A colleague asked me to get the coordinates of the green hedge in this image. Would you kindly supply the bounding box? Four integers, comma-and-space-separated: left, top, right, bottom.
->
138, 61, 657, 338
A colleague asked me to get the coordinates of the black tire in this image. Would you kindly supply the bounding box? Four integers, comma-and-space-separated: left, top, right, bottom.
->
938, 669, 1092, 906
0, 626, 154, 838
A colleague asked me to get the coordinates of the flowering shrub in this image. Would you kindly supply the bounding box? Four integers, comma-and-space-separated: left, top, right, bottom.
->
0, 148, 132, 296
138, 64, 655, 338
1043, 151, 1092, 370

==

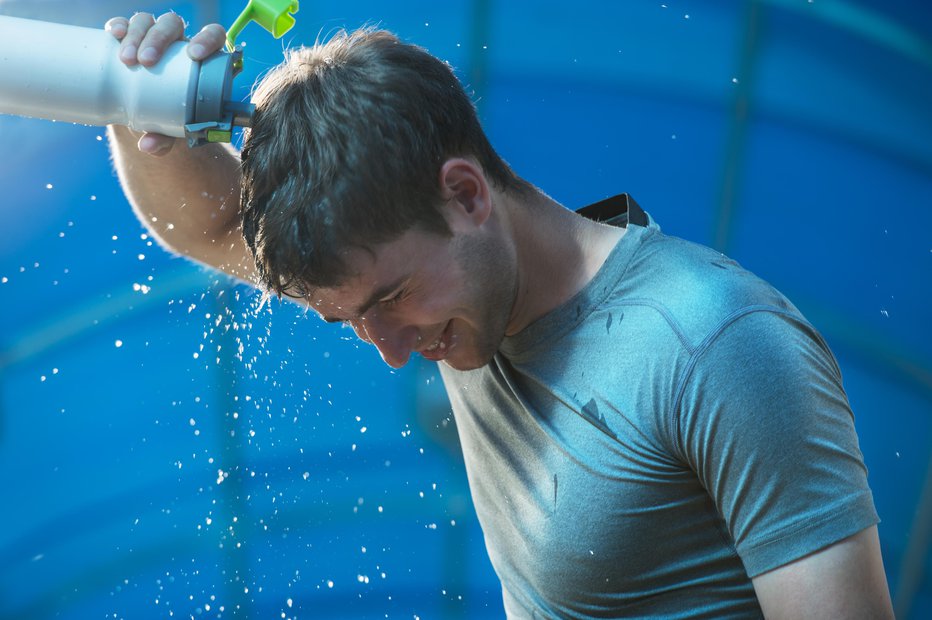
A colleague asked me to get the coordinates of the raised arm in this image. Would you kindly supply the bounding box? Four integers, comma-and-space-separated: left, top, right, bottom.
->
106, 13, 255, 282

* * *

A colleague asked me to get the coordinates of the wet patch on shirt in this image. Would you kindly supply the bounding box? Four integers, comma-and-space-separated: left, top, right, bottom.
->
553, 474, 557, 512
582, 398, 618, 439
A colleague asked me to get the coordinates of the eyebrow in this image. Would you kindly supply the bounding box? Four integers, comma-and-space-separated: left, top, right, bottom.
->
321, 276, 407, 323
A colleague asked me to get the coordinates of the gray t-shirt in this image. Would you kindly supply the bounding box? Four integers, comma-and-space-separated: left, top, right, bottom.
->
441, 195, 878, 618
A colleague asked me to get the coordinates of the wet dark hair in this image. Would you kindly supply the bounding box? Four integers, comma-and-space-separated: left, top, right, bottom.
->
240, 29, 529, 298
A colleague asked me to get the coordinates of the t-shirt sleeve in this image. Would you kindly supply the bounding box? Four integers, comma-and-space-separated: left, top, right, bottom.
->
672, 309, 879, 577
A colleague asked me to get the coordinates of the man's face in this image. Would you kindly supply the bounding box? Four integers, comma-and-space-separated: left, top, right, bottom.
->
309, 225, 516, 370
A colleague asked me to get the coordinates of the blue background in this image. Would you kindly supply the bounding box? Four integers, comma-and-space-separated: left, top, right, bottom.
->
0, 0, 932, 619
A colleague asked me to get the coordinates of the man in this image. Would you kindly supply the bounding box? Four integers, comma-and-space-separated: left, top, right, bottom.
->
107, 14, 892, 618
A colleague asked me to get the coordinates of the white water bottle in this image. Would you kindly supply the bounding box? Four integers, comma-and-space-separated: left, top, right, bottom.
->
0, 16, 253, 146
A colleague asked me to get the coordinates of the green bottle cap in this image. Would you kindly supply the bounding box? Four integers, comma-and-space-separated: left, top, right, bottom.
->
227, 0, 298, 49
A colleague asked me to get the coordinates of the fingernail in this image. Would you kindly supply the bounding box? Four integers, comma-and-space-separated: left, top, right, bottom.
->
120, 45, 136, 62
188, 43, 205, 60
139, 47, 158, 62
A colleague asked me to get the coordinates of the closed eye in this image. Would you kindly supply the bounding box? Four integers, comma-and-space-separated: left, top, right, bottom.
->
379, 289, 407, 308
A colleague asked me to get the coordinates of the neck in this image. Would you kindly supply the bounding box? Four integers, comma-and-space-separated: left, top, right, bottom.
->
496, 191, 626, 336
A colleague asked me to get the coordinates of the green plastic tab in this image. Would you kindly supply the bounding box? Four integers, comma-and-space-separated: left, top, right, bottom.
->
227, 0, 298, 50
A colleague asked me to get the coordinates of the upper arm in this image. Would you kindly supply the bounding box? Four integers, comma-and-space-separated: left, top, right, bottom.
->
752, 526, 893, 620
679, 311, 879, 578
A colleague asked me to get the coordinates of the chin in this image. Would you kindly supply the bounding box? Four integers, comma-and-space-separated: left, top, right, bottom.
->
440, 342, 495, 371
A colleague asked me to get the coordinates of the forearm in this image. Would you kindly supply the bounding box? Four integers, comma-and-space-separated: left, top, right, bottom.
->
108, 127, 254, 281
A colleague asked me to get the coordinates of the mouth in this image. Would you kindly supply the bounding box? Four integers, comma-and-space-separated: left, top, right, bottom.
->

### [GIVEN TASK]
Turn the lines of the data above, from the line containing "the wet patch" through the line containing "321, 276, 407, 323", inclusive, into a numbered list, omitting any blank lines.

### [SOLUTION FOR THIS PROBLEM]
1. A colleague asked me to get the coordinates of the wet patch on shirt in this image. Would you kindly supply the bounding box? Four integers, comma-and-space-separated: left, top, right, bottom.
2. ->
3. 553, 474, 557, 512
4. 582, 398, 618, 439
5. A colleague asked me to get the coordinates of the eyebrow in this image. Would you kindly supply the bounding box? Four integers, comma-and-space-separated: left, top, right, bottom.
6. ->
7. 321, 276, 407, 323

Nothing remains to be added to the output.